SUPPLIED MATERIAL ▸
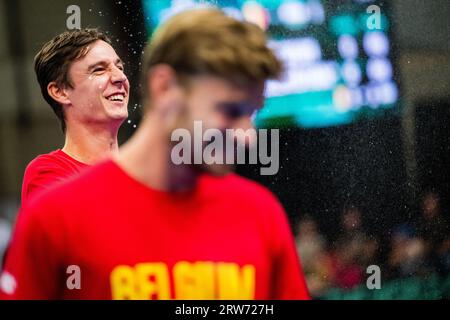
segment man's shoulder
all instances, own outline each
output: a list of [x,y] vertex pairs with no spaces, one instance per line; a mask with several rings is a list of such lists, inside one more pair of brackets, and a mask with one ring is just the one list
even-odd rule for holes
[[221,201],[227,205],[233,203],[236,217],[246,215],[269,238],[284,232],[284,226],[287,225],[286,213],[278,198],[268,188],[237,174],[230,174],[222,180],[223,186],[218,188]]
[[216,186],[217,191],[230,199],[245,200],[247,203],[252,202],[259,205],[279,205],[278,199],[268,188],[235,173],[218,179]]
[[112,187],[114,184],[111,179],[114,179],[114,171],[115,166],[111,160],[99,163],[43,190],[30,205],[76,203],[83,197],[98,194],[105,186]]
[[22,184],[22,201],[36,190],[48,189],[54,183],[80,173],[88,166],[72,159],[60,149],[34,158],[26,167]]
[[272,192],[265,186],[246,177],[233,173],[226,176],[225,179],[228,187],[236,190],[237,192],[245,191],[246,193],[253,193],[255,195],[266,195],[273,197]]
[[39,174],[47,171],[73,171],[74,166],[69,163],[61,150],[55,150],[46,154],[38,155],[30,161],[25,169],[25,174]]
[[52,151],[45,154],[40,154],[37,157],[35,157],[33,160],[31,160],[27,165],[27,170],[39,168],[48,164],[54,164],[57,163],[57,151]]
[[49,153],[40,154],[31,160],[30,164],[57,162],[63,159],[61,149],[53,150]]

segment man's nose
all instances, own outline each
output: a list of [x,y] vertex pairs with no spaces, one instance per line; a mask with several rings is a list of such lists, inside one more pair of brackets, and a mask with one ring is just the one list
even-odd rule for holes
[[237,119],[234,129],[241,129],[235,131],[234,138],[237,141],[247,146],[253,146],[254,144],[256,144],[257,131],[250,116],[246,115]]
[[253,125],[252,118],[248,115],[242,116],[238,120],[239,127],[243,130],[248,129],[255,129],[255,126]]
[[114,67],[111,75],[112,83],[123,83],[127,81],[127,76],[125,73],[117,67]]

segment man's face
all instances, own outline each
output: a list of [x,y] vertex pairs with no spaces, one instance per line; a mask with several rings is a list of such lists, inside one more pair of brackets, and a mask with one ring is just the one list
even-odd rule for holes
[[71,105],[66,115],[103,124],[122,123],[128,117],[130,85],[122,61],[108,43],[90,44],[88,53],[71,64],[69,77],[73,88],[67,89]]
[[[187,128],[194,137],[194,121],[200,121],[203,133],[210,128],[218,129],[223,136],[223,149],[219,151],[218,158],[223,159],[224,164],[201,164],[196,165],[200,171],[206,171],[214,175],[224,175],[234,170],[234,165],[225,164],[225,152],[234,153],[236,163],[236,150],[225,150],[227,143],[226,129],[254,129],[251,116],[261,108],[263,104],[264,82],[251,86],[238,87],[229,81],[213,77],[200,76],[189,80],[188,88],[183,90],[185,112],[181,126]],[[228,138],[230,138],[228,136]],[[230,139],[228,139],[230,140]],[[237,143],[252,145],[256,141],[245,135],[235,134],[234,146]],[[204,148],[211,142],[203,142]],[[194,143],[192,143],[194,145]],[[195,150],[192,150],[194,156]]]

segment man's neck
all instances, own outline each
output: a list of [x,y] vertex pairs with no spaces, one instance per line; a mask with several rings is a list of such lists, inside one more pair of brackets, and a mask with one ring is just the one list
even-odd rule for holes
[[198,172],[191,165],[171,161],[170,133],[162,127],[159,115],[150,111],[139,129],[115,157],[131,177],[152,189],[185,192],[195,187]]
[[72,158],[93,165],[118,154],[119,126],[68,125],[62,151]]

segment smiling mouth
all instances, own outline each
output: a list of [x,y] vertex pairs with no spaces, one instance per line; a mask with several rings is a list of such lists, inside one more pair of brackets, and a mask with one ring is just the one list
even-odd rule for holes
[[116,93],[113,94],[109,97],[106,97],[107,100],[109,101],[118,101],[118,102],[123,102],[125,100],[125,94],[123,93]]

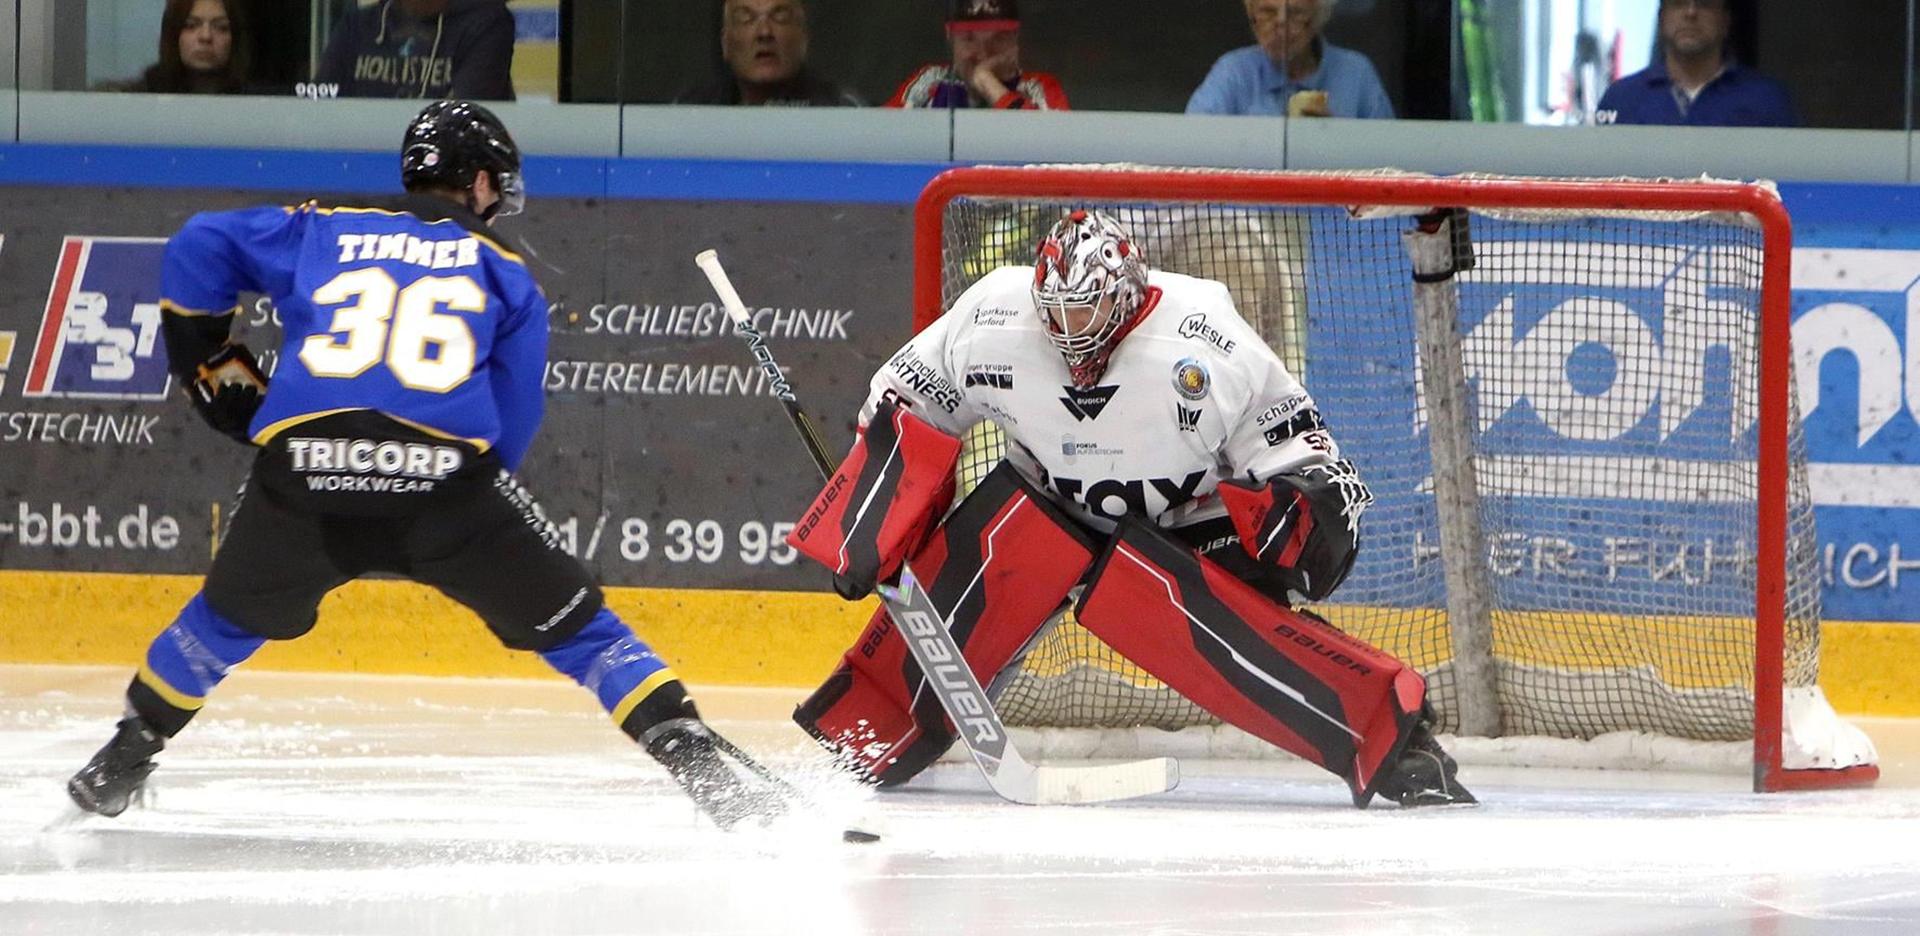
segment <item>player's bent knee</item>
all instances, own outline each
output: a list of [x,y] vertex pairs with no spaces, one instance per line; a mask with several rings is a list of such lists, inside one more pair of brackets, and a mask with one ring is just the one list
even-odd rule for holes
[[227,672],[264,643],[266,638],[215,611],[204,594],[195,595],[148,645],[127,687],[128,704],[155,730],[173,737]]
[[208,576],[207,607],[241,630],[266,640],[298,640],[319,620],[321,595],[250,592]]
[[672,668],[604,605],[540,656],[593,693],[635,740],[654,725],[693,714],[686,687]]
[[[1006,464],[989,472],[909,560],[982,683],[1053,616],[1093,560],[1094,541]],[[905,782],[953,743],[952,724],[885,608],[794,721],[847,766]]]
[[1195,705],[1344,777],[1356,805],[1420,719],[1426,682],[1411,667],[1132,519],[1076,610],[1081,626]]

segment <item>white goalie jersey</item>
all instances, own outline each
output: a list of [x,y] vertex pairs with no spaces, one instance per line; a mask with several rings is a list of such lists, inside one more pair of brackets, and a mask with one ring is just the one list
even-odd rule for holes
[[888,395],[954,435],[991,419],[1008,460],[1102,530],[1127,513],[1163,527],[1220,516],[1223,479],[1263,481],[1340,457],[1313,398],[1224,285],[1151,271],[1145,319],[1099,384],[1078,390],[1032,284],[1025,266],[981,277],[874,375],[861,423]]

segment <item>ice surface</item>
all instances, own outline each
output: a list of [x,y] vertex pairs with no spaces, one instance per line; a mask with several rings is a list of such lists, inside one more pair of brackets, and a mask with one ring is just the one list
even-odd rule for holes
[[126,678],[0,667],[0,933],[1920,933],[1909,723],[1869,724],[1864,791],[1488,769],[1481,807],[1362,812],[1297,764],[1186,761],[1030,808],[965,764],[876,796],[818,766],[799,692],[706,691],[817,798],[728,835],[572,686],[242,672],[148,808],[46,831]]

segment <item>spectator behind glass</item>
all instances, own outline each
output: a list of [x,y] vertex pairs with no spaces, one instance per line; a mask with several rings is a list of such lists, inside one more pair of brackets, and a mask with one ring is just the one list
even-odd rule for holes
[[506,0],[381,0],[343,17],[314,82],[340,97],[513,100]]
[[683,92],[674,103],[861,106],[859,98],[807,68],[808,38],[800,0],[727,0],[720,20],[726,75]]
[[1594,123],[1797,127],[1787,89],[1727,51],[1727,0],[1662,0],[1653,64],[1607,86]]
[[167,0],[160,14],[160,61],[120,90],[149,94],[244,94],[245,21],[228,0]]
[[1020,70],[1014,0],[948,0],[947,42],[952,63],[914,72],[888,107],[1067,109],[1067,92],[1052,75]]
[[1367,57],[1320,38],[1338,0],[1245,0],[1254,44],[1220,56],[1189,114],[1393,117]]

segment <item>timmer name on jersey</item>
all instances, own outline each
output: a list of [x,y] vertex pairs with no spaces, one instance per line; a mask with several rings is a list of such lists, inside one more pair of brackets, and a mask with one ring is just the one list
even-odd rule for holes
[[889,396],[954,435],[992,419],[1009,461],[1102,530],[1127,513],[1161,526],[1220,516],[1223,480],[1339,459],[1312,396],[1225,286],[1162,270],[1148,284],[1141,321],[1082,390],[1044,335],[1032,271],[988,273],[874,375],[861,420]]
[[263,289],[285,328],[249,435],[370,411],[517,468],[540,426],[547,301],[521,258],[446,200],[195,216],[163,271],[169,312]]

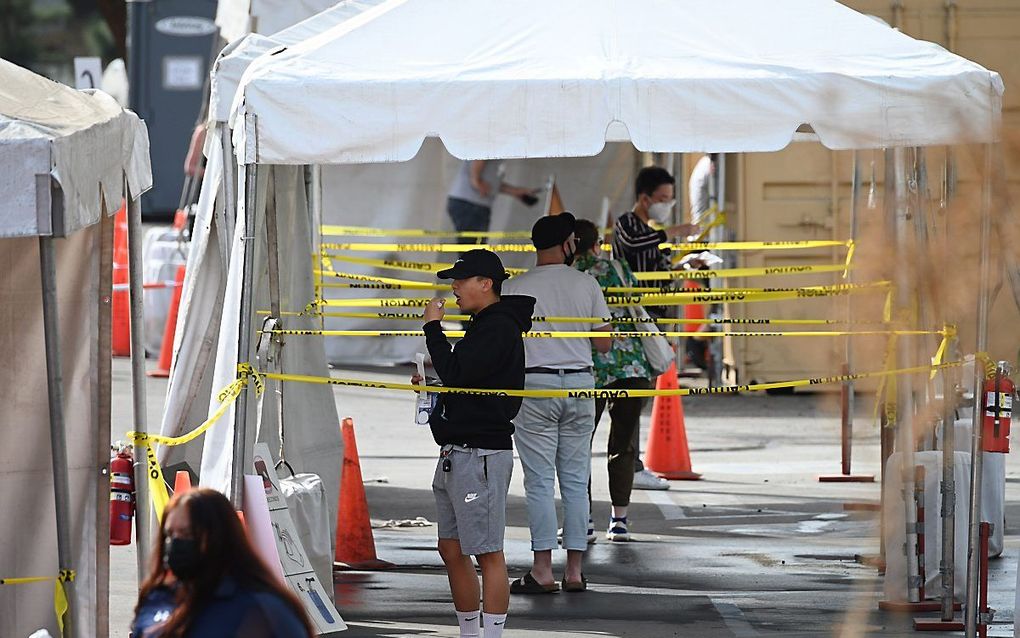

WORK INSTRUCTIONS ▸
Could you reproduce every record above exactly, leaving out any pictures?

EXERCISE ANSWER ▸
segment man's shoulder
all instances, own outline each
output: a list of [x,y] vertex pairs with no spaces, one instance per line; a mask with several rings is a list of such lists, inside one more pair of brackets, and a mask with one ring is just the one list
even-odd rule for holes
[[221,201],[227,205],[233,203],[236,217],[246,215],[269,238],[284,232],[284,226],[287,225],[286,213],[278,198],[268,188],[237,174],[230,174],[222,180],[223,186],[218,188]]
[[216,186],[217,191],[230,199],[245,200],[247,203],[252,202],[259,205],[279,205],[278,199],[268,188],[235,173],[218,179]]
[[112,187],[114,184],[111,179],[114,179],[114,171],[115,166],[111,160],[99,163],[43,190],[30,205],[76,203],[83,197],[98,194],[105,186]]
[[22,184],[22,201],[36,190],[48,189],[54,183],[80,173],[88,166],[72,159],[60,149],[34,158],[26,167]]
[[272,192],[265,186],[246,177],[233,173],[226,176],[225,179],[228,187],[236,190],[237,192],[245,191],[246,193],[253,193],[255,195],[266,195],[273,197]]
[[39,174],[47,171],[73,171],[74,166],[69,163],[61,150],[55,150],[46,154],[38,155],[30,161],[25,169],[25,174]]
[[52,151],[45,154],[40,154],[37,157],[35,157],[33,160],[31,160],[27,165],[27,170],[39,168],[48,164],[54,164],[57,163],[57,151]]
[[49,153],[40,154],[31,160],[30,164],[57,162],[63,159],[61,149],[53,150]]

segment man's nose
all instances, own outline each
output: a list of [x,y] vertex pairs with no spaces, one instance per line; a mask with several rings is a list of such lists, inside one more pair of brackets, and a mask with one ring is just the one list
even-odd rule for holes
[[237,119],[234,129],[241,129],[235,131],[234,138],[237,141],[247,146],[253,146],[254,144],[256,144],[257,131],[250,116],[246,115]]
[[253,125],[252,118],[248,115],[242,116],[238,120],[239,127],[243,130],[248,129],[255,129],[255,126]]
[[114,67],[111,75],[112,83],[123,83],[127,81],[127,76],[125,73],[117,67]]

segment man's face
all instances, own outline each
output: a list of [x,y] vertex pairs with no spaces, one instance per line; a mask with several rings is a list of such lists, inside one more pair of brackets, and a mask with one ring is just the one list
even-odd rule for holes
[[71,105],[66,115],[103,124],[122,123],[128,117],[130,85],[122,61],[108,43],[90,44],[88,53],[71,64],[69,77],[73,88],[67,89]]
[[[187,128],[194,137],[194,121],[200,121],[203,133],[210,128],[218,129],[223,136],[223,149],[219,151],[218,158],[223,159],[224,164],[201,164],[196,165],[200,171],[206,171],[214,175],[224,175],[234,170],[234,165],[225,164],[225,152],[234,153],[236,163],[236,150],[225,150],[227,143],[226,129],[254,129],[251,116],[261,108],[263,104],[264,82],[251,86],[238,87],[229,81],[213,77],[200,76],[189,80],[188,88],[183,90],[185,112],[181,126]],[[228,138],[230,138],[228,136]],[[230,139],[228,139],[230,140]],[[237,143],[252,145],[256,141],[245,135],[235,134],[234,146]],[[204,148],[211,142],[203,142]],[[194,143],[192,143],[194,145]],[[195,150],[192,150],[194,156]]]

segment man's neck
all instances, own outline each
output: a list of [x,y] vertex pairs with no spaces, one instance per line; a mask with several rings is a list of such lists, inside one more pair of brackets, and a mask with one ring is just the one list
even-odd rule for holes
[[198,172],[191,165],[171,161],[170,133],[162,127],[159,115],[150,111],[139,129],[115,157],[131,177],[152,189],[185,192],[195,187]]
[[72,158],[93,165],[118,154],[119,126],[68,125],[62,151]]

segment smiling mouth
all instances, own outline each
output: a list of [x,y] vertex pairs with no spaces, one instance per line; a mask with several rings is a list of such lists, inside one more pair of brackets, and a mask with one ring is just the one list
even-odd rule for holes
[[116,93],[113,94],[109,97],[106,97],[107,100],[109,101],[118,101],[118,102],[123,102],[125,100],[125,94],[123,93]]

segment <item>player's bent knee</item>
all instances, own outline each
output: a list of [x,y] vertex pairs with no spaces, one instance per line; a mask with several rings is a list of such lists, inside one more pair of brackets, and a mask with one ring is just the one list
even-odd rule for holes
[[227,672],[264,643],[266,638],[215,611],[204,594],[195,595],[148,645],[127,687],[128,704],[155,730],[173,737]]
[[208,576],[207,607],[241,630],[266,640],[298,640],[319,620],[321,595],[250,592]]
[[672,668],[604,605],[540,656],[593,693],[635,740],[654,725],[693,714],[686,687]]
[[[1006,464],[989,472],[909,560],[982,683],[1053,616],[1093,560],[1094,541]],[[905,782],[953,743],[952,724],[885,608],[794,721],[847,766]]]
[[1195,705],[1344,777],[1356,805],[1420,719],[1426,682],[1411,667],[1132,519],[1076,610],[1081,626]]

segment <item>white goalie jersey</item>
all instances, own outline each
output: a list of [x,y] vertex pairs with no spaces, one instance per line; a mask with several rings is a list of such lists, inside one more pair of brackets, and a mask with one ring is just the one list
even-odd rule for holes
[[888,395],[954,435],[991,419],[1008,460],[1102,530],[1127,513],[1163,527],[1220,516],[1223,479],[1263,481],[1340,457],[1313,398],[1224,285],[1151,271],[1145,319],[1099,384],[1078,390],[1032,284],[1025,266],[981,277],[874,375],[861,423]]

segment <item>ice surface</item>
all instances, own outline each
output: a list of [x,y] vertex pairs with no spaces, one instance per line; a mask with several rings is a list of such lists, inside one more pair of brackets, and a mask with one ring is just the one list
even-odd rule for holes
[[126,678],[0,667],[0,933],[1920,933],[1909,723],[1869,724],[1864,791],[1488,769],[1481,807],[1362,812],[1297,764],[1186,761],[1030,808],[965,764],[876,796],[818,766],[799,692],[706,691],[817,798],[728,835],[572,686],[242,672],[148,808],[46,831]]

segment <item>spectator behind glass</item>
all instances, own outline each
output: a list of [x,y] vertex pairs with no spaces, one instance per line; a mask with several rings is a list of such lists, inside one more pair of brackets, and a mask with one ring is just the one list
even-odd rule for holes
[[506,0],[381,0],[343,17],[314,82],[340,97],[513,100]]
[[683,92],[674,103],[861,106],[859,98],[807,68],[808,38],[800,0],[727,0],[720,20],[726,75]]
[[1594,123],[1797,127],[1787,89],[1727,51],[1727,0],[1662,0],[1653,64],[1607,86]]
[[167,0],[160,14],[160,61],[120,90],[149,94],[244,94],[245,21],[228,0]]
[[1020,70],[1014,0],[948,0],[947,42],[952,63],[914,72],[888,107],[1067,109],[1067,92],[1052,75]]
[[1367,57],[1320,38],[1338,0],[1245,0],[1254,44],[1220,56],[1189,114],[1393,117]]

segment <item>timmer name on jersey</item>
all instances, own outline each
output: a list of [x,y] vertex pairs with no spaces, one instance per line; a mask with several rings is a list of such lists, inside one more pair of brackets, and a mask with one ring is just the one list
even-odd rule for holes
[[889,396],[954,435],[992,419],[1009,461],[1102,530],[1127,513],[1161,526],[1220,516],[1223,480],[1339,459],[1312,396],[1225,286],[1162,270],[1148,284],[1141,321],[1082,390],[1044,335],[1032,271],[988,273],[874,375],[861,420]]
[[263,289],[285,328],[249,435],[370,411],[517,468],[540,426],[547,301],[521,258],[446,200],[195,216],[163,271],[169,312]]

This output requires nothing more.